> [Goal of the exercise]:
How many lines of the listing contain the word "blazer"? Give only the number.

> [Extracted material]:
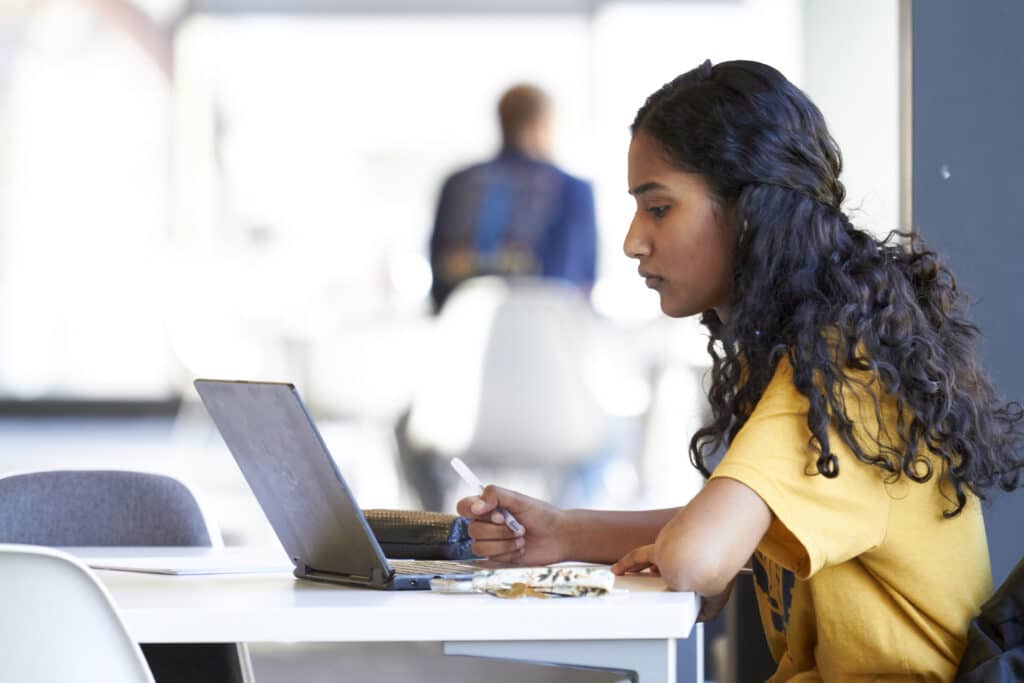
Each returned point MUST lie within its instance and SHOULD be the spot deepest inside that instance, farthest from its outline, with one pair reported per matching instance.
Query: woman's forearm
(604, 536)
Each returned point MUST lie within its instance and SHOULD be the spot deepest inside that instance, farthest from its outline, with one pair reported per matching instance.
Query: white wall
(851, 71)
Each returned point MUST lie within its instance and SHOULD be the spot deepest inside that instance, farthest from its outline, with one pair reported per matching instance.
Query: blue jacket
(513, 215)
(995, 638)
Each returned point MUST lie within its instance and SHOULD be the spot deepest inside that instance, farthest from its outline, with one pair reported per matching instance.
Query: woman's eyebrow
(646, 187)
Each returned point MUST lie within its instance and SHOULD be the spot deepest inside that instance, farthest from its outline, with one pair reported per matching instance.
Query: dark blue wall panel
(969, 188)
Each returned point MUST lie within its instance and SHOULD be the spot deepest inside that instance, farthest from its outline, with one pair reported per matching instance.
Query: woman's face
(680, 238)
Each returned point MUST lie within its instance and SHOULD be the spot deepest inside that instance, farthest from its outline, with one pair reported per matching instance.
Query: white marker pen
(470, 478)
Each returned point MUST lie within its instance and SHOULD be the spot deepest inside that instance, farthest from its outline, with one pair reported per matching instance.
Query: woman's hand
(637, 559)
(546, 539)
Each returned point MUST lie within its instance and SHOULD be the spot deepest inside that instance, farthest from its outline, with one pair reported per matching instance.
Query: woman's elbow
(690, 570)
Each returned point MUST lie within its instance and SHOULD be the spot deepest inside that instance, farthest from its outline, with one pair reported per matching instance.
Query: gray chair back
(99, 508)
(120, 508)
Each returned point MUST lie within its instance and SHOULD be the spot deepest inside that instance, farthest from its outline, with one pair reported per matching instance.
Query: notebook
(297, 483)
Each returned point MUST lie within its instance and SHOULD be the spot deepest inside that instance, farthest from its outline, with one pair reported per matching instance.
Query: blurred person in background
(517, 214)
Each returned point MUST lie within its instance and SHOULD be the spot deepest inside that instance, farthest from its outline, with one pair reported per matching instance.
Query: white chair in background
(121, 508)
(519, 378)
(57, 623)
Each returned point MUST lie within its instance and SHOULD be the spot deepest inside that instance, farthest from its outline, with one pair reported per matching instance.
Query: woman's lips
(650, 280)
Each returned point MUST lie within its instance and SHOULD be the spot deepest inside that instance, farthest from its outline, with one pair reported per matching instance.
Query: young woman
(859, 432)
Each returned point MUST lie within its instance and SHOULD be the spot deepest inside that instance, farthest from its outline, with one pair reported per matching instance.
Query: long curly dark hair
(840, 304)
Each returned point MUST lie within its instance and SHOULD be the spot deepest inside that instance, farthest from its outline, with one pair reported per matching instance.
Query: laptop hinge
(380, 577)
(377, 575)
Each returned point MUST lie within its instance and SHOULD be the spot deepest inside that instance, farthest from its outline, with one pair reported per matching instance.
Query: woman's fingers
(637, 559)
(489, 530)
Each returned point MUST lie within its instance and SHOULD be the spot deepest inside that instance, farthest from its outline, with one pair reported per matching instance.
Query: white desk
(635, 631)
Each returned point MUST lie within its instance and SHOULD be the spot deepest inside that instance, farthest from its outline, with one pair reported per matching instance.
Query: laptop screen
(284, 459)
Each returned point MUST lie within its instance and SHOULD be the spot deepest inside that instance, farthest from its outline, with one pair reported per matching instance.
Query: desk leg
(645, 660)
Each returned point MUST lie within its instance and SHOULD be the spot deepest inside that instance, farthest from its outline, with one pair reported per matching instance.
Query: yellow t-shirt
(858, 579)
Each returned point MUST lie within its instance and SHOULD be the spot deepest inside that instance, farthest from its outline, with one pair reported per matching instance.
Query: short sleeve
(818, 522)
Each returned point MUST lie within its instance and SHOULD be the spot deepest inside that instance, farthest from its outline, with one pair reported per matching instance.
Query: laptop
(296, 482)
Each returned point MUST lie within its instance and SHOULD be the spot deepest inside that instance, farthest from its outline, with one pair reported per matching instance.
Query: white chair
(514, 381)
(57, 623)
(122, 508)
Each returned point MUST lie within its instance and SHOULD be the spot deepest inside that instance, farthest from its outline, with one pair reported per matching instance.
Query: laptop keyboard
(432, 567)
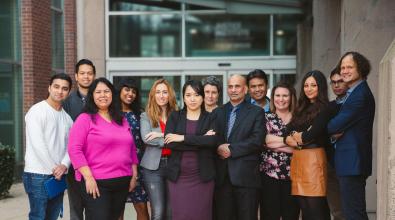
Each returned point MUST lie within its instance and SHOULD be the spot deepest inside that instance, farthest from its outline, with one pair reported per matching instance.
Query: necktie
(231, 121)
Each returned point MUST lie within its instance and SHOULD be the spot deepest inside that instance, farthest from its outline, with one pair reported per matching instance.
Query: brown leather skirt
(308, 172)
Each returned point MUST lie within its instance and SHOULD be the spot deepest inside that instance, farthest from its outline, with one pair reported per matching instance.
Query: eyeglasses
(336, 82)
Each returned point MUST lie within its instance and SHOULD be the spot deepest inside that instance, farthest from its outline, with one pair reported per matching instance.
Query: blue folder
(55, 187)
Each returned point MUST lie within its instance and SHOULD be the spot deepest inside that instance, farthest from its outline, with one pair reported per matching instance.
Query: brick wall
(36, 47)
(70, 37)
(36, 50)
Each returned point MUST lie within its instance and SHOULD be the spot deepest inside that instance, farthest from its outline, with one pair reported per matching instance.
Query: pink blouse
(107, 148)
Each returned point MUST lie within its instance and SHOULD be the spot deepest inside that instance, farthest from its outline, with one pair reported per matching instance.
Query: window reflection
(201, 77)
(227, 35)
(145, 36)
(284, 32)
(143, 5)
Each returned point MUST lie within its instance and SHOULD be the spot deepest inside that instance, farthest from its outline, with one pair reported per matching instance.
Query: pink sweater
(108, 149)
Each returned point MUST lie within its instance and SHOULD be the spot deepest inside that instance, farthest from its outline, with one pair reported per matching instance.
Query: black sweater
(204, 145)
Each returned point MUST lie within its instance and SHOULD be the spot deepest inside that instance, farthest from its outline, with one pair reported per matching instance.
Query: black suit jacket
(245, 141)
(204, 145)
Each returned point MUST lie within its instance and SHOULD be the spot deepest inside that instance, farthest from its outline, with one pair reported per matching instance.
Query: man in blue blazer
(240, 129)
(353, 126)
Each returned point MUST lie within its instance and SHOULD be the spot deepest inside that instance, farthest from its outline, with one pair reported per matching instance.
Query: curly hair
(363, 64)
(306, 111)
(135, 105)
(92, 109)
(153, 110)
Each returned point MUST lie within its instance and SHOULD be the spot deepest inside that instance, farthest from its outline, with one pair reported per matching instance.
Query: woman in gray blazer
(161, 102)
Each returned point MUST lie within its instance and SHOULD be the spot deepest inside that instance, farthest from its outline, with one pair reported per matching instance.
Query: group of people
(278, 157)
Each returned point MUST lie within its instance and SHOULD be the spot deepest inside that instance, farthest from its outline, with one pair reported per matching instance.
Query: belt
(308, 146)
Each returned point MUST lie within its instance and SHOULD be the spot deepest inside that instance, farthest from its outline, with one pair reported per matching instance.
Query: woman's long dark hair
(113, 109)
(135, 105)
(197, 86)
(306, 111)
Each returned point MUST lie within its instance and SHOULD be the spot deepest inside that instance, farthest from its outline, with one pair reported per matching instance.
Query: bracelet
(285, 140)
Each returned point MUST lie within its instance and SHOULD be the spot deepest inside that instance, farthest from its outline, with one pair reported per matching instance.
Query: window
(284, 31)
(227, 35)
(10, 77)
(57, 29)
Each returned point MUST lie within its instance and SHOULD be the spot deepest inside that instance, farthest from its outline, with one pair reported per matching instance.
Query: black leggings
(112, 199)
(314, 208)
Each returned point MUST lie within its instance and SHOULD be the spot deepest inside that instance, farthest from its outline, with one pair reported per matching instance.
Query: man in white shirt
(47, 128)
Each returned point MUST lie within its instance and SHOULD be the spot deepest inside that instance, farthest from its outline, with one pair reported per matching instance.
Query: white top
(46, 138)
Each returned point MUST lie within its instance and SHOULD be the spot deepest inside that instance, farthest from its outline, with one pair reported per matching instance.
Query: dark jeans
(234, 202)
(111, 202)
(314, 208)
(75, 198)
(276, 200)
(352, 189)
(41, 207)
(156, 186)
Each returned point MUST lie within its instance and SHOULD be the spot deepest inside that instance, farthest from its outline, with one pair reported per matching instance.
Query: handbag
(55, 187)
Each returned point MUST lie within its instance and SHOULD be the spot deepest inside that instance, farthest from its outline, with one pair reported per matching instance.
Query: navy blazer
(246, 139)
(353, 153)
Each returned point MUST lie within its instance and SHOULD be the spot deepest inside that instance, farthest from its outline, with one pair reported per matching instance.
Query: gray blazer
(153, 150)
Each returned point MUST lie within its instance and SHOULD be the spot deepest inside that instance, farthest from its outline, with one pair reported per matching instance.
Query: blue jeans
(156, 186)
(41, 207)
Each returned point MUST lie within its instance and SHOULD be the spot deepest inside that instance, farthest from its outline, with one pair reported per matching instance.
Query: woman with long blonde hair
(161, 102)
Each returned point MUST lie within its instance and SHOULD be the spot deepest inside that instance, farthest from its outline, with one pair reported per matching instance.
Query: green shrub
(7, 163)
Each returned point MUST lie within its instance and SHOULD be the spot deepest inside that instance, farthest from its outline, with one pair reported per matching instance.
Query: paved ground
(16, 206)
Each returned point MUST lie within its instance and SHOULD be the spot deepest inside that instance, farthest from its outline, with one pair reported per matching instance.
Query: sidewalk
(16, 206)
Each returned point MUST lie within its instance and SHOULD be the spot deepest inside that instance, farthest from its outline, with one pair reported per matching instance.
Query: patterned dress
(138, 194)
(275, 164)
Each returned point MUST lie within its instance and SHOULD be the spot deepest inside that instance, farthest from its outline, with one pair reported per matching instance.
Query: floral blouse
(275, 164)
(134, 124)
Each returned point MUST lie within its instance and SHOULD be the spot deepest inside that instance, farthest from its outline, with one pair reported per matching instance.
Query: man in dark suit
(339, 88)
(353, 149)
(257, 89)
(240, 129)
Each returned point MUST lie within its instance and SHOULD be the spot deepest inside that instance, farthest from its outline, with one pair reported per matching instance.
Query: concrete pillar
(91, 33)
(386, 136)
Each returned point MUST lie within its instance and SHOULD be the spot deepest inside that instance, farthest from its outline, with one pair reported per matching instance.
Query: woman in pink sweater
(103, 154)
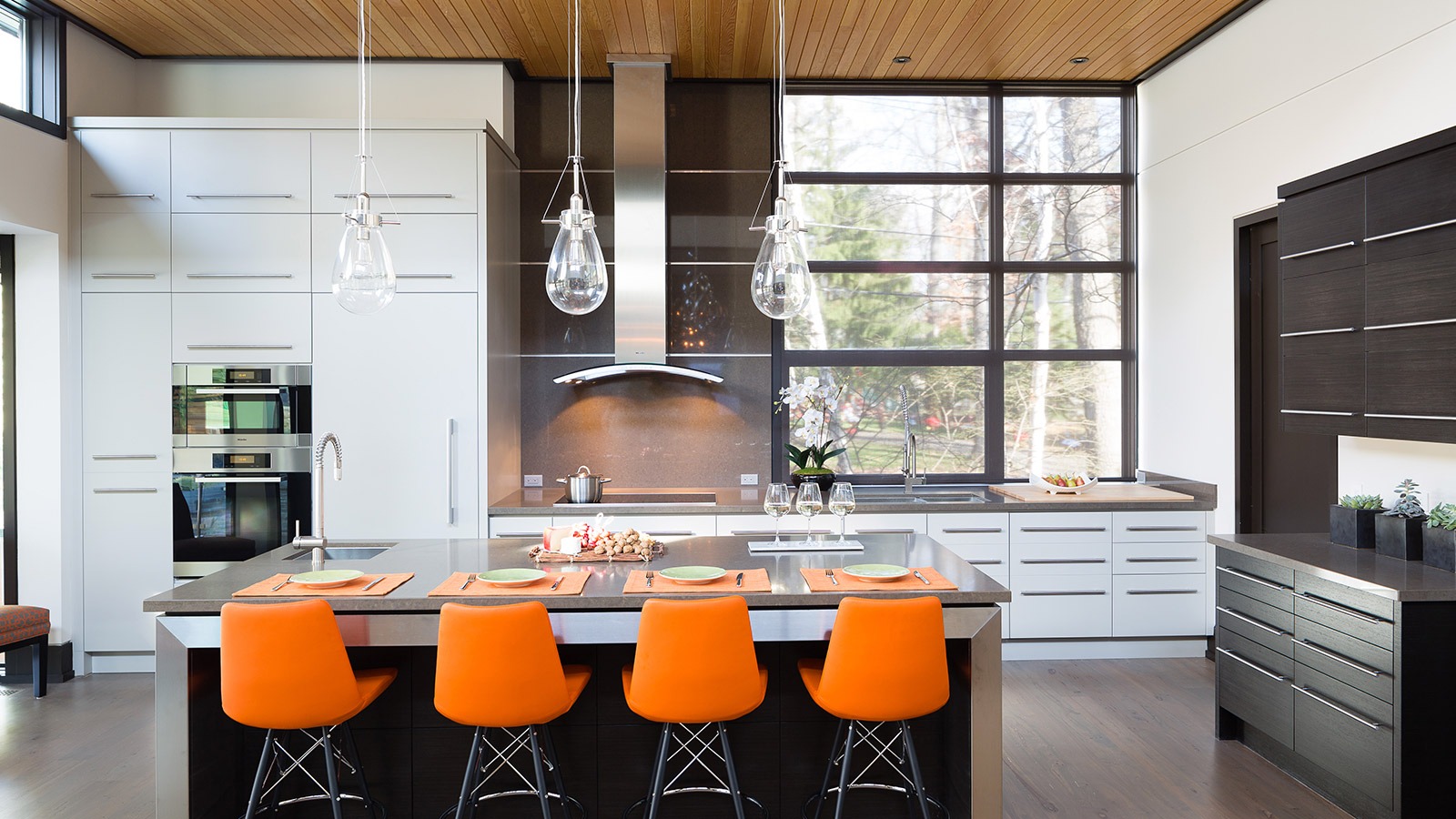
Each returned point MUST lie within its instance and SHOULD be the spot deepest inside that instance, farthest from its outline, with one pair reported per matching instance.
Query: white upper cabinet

> [Written response]:
4